__Stated problem__. Reproduce everything in the school letters below, from "Fryer’s study treads" down to "a race traitor.".

Fryer’s study treads gingerly on the
victim-blaming field. Constructively, his work indicates that to the extent
that a burden of acting white exists, it is not universal. He finds no
evidence of such a phenomenon, for instance, for black students in
predominantly black high schools. This is especially intriguing, since, in
the original construction of the claim, Signithia Fordham and John Ogbu
professed to have found the phenomenon of racialized harassment for black
high achievers in an all-black high school in Washington, D.C. However, if
one looks carefully at their 1986 Urban Review paper, none of the student narratives they report
makes any reference to a fear of being accused of being a race traitor.
Their respondents do express an aversion to being called a
“brainiac,” but this is absolutely no different from white high
achievers not wanting to be called “nerds” or
“geeks.”
If popularity measures are indicators of the presence
of a burden of acting white, then Fryer’s finding is no surprise to
those of us who have studied the subject. What is missing from his study,
however, is information about the racial composition of the most-advanced
classes offered by the schools in the Adolescent Health data. Research that
colleagues and I have conducted indicates that when a burden of acting
white develops, it occurs in a specific context, a school that is
desegregated at the facility level, but has a segregated curriculum due to
racialized tracking. The one or two black students who find their ways into
Advanced Placement or Honors classes may well be subjected to racialized
harassment from black peers who are outside of those classes—classes
that appear to be the property of white students. School practices with
respect to race and class assignment produce the burden of acting white,
not attitudes that black students hold regardless of the type of school
they attend.
What becomes critical is to understand the processes
that lead to a segregated curriculum or the exclusion of black students
from AP and Honors classes. Those processes find their origins in the
elementary-school years with the extreme underidentification of black
students for gifted and talented programs. Those are the processes
generating schooling inequality that merit far more attention than the
alleged burden of acting white.
William Darity Jr.
Professor of Economics
University of North Carolina at Chapel Hill
Saving High School
The American High School: Can It Be Saved?” Despite the alarmist title and even more
clever-but-frightening illustrations in this forum (Winter 2006), the answer that your authors [Jeffrey
Mirel, Jay Greene, and Chester Finn Jr.] give seems to be
“yes,” or at least, “maybe.”
We agree that big changes are needed. But the problems
in American education are so varied and so complex—our nation is so
varied and so complex—that we cannot find a single persuasive,
agreed-upon analysis of the problem. So we rush into
“solutions,” and when they don’t “work” for
every one of every child’s problems, we declare the solution a
failure.

__Entries shown__.

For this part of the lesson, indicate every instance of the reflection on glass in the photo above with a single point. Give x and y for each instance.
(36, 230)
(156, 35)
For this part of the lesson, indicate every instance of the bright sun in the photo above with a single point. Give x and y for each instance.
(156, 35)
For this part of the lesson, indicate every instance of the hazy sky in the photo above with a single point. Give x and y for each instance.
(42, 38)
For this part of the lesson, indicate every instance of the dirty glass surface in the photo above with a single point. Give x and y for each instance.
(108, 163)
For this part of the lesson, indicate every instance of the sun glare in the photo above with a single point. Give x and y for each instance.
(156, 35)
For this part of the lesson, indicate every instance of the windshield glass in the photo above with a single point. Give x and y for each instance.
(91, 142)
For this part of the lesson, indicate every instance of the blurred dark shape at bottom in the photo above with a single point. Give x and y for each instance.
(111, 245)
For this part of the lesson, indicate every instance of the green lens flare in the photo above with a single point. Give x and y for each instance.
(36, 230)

* * *

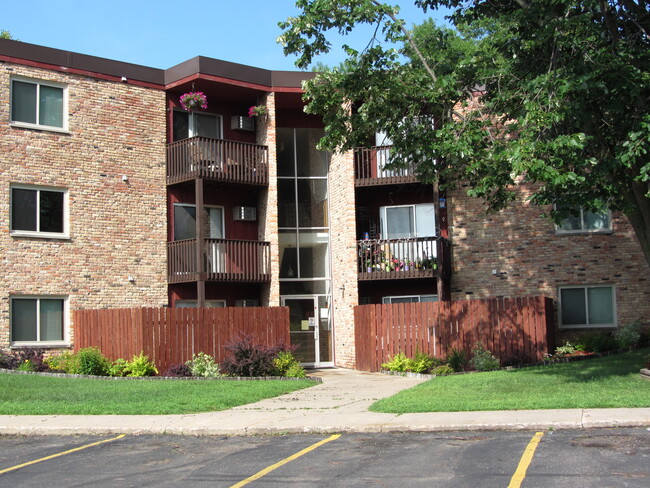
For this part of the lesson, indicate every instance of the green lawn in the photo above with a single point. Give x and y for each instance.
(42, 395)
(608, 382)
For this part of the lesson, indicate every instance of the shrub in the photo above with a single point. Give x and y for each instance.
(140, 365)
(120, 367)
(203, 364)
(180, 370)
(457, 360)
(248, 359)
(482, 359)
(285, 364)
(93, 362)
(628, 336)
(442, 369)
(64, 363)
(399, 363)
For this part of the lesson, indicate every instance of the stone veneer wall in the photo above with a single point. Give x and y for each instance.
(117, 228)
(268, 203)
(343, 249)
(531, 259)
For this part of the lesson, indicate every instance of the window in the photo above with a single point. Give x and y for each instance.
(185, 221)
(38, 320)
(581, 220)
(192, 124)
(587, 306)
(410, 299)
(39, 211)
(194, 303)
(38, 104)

...

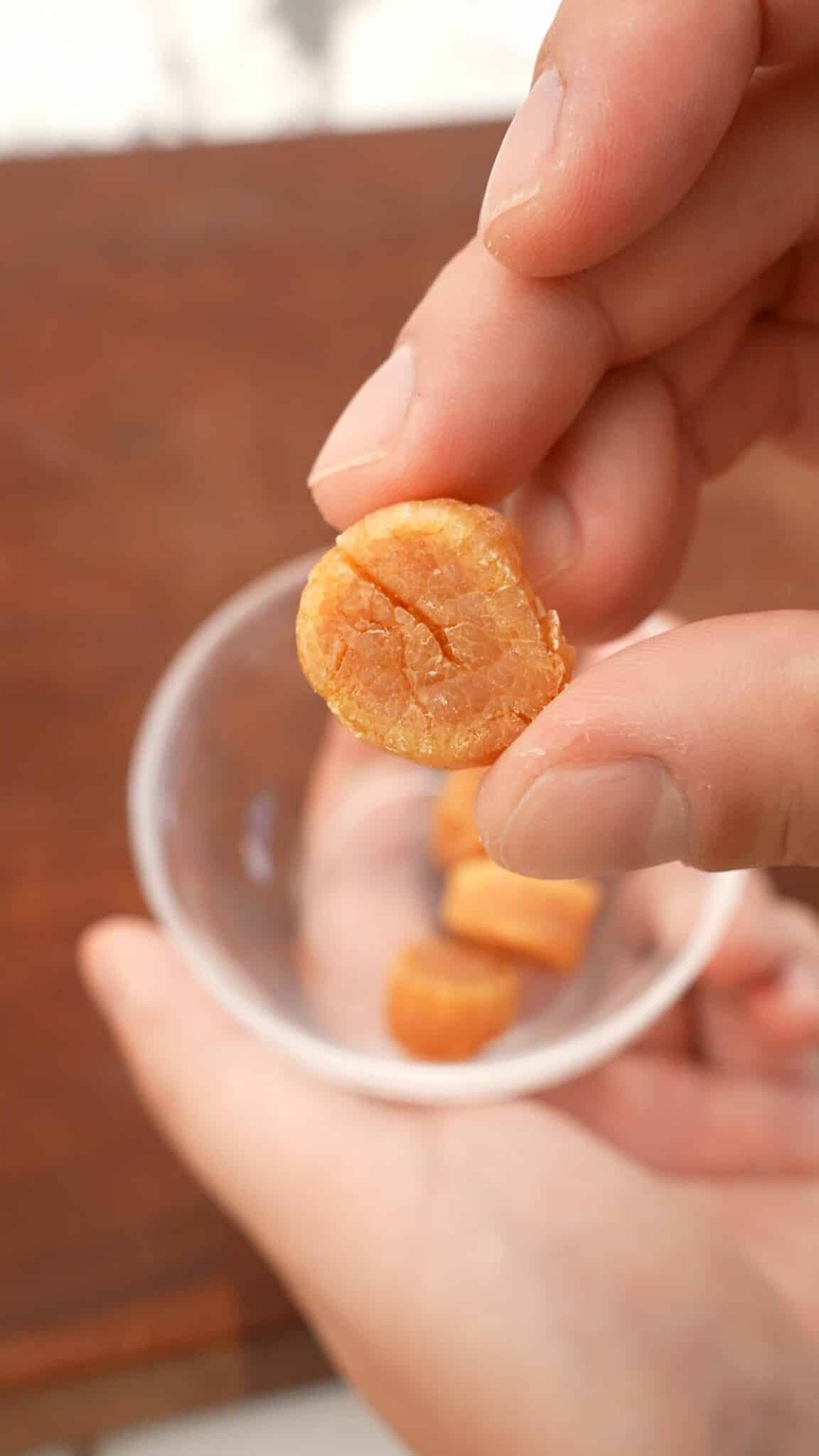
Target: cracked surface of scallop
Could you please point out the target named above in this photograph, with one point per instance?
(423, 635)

__Problem solution__.
Fryer’s study treads gingerly on the
victim-blaming field. Constructively, his work indicates that to the extent
that a burden of acting white exists, it is not universal. He finds no
evidence of such a phenomenon, for instance, for black students in
predominantly black high schools. This is especially intriguing, since, in
the original construction of the claim, Signithia Fordham and John Ogbu
professed to have found the phenomenon of racialized harassment for black
high achievers in an all-black high school in Washington, D.C. However, if
one looks carefully at their 1986 Urban Review paper, none of the student narratives they report
makes any reference to a fear of being accused of being a race traitor.